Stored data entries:
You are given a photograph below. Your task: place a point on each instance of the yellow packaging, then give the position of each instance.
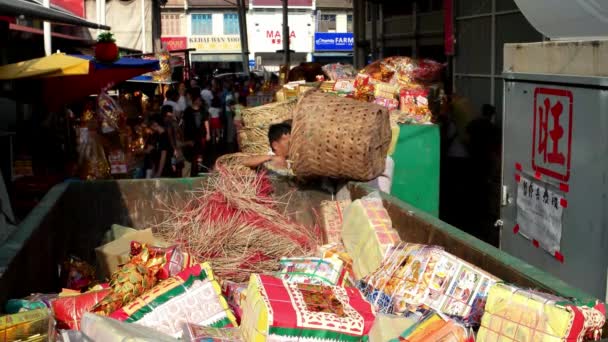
(385, 90)
(395, 130)
(513, 314)
(367, 234)
(29, 325)
(332, 215)
(117, 231)
(115, 253)
(387, 327)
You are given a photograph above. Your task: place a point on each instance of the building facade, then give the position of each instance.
(333, 41)
(210, 28)
(416, 28)
(265, 32)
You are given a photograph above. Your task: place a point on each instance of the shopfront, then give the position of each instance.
(219, 54)
(333, 47)
(266, 38)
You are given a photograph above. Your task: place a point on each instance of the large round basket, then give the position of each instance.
(257, 120)
(339, 137)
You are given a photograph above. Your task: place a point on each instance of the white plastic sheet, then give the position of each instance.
(567, 19)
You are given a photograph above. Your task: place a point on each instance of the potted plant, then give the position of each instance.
(106, 49)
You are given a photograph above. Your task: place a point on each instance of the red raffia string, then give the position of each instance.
(234, 223)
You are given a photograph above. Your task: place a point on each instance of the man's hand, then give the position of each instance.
(279, 162)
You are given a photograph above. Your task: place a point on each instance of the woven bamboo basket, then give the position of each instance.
(339, 137)
(257, 120)
(234, 163)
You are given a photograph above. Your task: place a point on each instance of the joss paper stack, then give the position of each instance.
(416, 277)
(99, 328)
(276, 310)
(332, 215)
(28, 325)
(434, 327)
(319, 271)
(193, 296)
(367, 234)
(197, 333)
(513, 314)
(337, 250)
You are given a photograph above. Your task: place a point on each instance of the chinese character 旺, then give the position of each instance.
(555, 134)
(554, 201)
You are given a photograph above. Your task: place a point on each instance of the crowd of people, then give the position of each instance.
(191, 126)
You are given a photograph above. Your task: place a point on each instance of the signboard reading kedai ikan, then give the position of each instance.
(215, 43)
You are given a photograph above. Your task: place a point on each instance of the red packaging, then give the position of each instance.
(68, 311)
(415, 101)
(427, 70)
(388, 103)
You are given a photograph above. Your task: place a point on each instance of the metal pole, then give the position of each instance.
(359, 21)
(380, 53)
(46, 26)
(102, 9)
(286, 57)
(415, 29)
(243, 33)
(374, 37)
(143, 26)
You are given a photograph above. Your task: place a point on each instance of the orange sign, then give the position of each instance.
(175, 43)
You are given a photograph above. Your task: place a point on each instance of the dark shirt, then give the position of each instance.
(193, 132)
(164, 144)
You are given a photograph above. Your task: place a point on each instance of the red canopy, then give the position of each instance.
(59, 91)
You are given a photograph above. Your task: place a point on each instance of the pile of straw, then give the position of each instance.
(234, 163)
(233, 223)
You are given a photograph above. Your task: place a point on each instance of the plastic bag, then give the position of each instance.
(109, 112)
(68, 311)
(338, 71)
(197, 333)
(33, 326)
(99, 328)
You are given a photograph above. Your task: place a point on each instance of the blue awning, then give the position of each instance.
(124, 62)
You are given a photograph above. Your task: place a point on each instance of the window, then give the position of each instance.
(231, 23)
(349, 23)
(327, 23)
(171, 24)
(202, 25)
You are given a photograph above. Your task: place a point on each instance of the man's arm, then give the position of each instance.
(161, 164)
(255, 161)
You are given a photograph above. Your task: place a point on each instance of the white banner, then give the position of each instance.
(540, 213)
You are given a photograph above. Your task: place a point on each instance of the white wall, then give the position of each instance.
(341, 22)
(218, 23)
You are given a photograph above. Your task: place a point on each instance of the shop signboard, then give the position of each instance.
(175, 43)
(215, 43)
(268, 33)
(279, 3)
(332, 41)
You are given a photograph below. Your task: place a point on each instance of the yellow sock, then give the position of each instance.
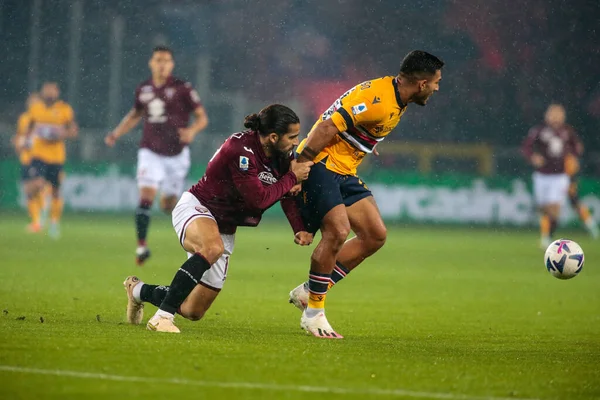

- _WORK REQUIRED_:
Collect every line in the listing above that contains the word "signboard" and copy each of those lines in full.

- _OUTPUT FOR THIS EXERCISE_:
You are given a photograph above. Your task: place a point on each instance of the signboard reading kedai ikan, then give the position of each instance.
You are given a photograph above. Your task: place a point on each instance of the shop signboard, then give the position of each instance.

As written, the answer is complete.